Tarefa atribuída:
No texto abaixo sobre a despenalização, indique tudo o que, segundo o autor, sobreviverá inevitavelmente ao alívio inicial.

Texto extraído:
__________
O que está sobretudo em causa na discussão que corre, é pretender conciliar a dimensão material com a dimensão moral e ética. Hoje, está criada uma mentalidade facilitista, que é incompatível com a assumpção do custo de opções individuais que impliquem responsabilidades a longo prazo. O individualismo na opção pretende manter-se (“na barriga mandamos nós!”), embora na realidade esta seja muitas vezes induzida e até forçada por outrém, como eu já aqui disse. Pretende-se ainda transferir para a colectividade, via SNS, os custos imediatos e materiais da mesma opção, o que torna desde logo incompatível a sua manutenção na estrita esfera individual - a este título, o CL foi incisivo e claro q.b.. Mas o ilícito persiste. Daí que, ao alívio inicial, sobreviverá inevitavelmente a angústia, o pesadelo permanente, o vazio existencial. Estas questões, puramente do foro psicológico, pretendem colmatar-se pela via legislativa, julgando-se suficiente a pura despenalização para aliviar as consciências.
__________
Material extraído:
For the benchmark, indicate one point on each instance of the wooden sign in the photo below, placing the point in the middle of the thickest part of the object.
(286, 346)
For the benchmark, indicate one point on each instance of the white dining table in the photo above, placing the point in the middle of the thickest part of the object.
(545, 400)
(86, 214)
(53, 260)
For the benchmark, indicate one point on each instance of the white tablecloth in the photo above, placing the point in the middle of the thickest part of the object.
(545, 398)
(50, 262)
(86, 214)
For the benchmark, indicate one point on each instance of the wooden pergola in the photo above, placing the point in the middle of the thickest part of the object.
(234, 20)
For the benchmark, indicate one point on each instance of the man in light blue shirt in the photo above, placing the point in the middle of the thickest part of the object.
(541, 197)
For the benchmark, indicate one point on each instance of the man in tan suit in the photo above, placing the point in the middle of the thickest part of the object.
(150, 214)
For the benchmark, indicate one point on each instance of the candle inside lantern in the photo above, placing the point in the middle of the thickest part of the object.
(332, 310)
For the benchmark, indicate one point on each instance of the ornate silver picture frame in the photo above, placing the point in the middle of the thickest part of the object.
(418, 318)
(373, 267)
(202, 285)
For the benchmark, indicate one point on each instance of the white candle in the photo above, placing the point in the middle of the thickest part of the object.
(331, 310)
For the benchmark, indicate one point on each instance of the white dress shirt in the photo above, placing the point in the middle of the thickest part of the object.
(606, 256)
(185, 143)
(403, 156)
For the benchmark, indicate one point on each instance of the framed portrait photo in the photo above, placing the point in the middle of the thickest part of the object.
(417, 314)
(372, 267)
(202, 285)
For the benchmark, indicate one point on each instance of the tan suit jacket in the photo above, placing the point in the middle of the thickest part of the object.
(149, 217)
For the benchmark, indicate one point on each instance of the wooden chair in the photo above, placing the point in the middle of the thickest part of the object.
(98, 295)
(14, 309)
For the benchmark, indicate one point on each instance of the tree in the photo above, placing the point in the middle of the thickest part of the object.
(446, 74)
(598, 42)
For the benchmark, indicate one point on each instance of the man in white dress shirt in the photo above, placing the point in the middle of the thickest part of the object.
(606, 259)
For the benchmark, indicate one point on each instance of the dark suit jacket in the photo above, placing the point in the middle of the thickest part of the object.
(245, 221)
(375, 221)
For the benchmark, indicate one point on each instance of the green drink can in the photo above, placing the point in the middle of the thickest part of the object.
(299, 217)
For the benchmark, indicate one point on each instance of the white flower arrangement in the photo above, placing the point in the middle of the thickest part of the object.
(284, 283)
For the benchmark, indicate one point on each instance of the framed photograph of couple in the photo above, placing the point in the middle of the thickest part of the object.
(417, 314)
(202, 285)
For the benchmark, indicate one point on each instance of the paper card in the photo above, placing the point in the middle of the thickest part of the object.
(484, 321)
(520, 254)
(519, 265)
__________
Resposta esperada:
A angústia, o pesadelo permanente e o vazio existencial.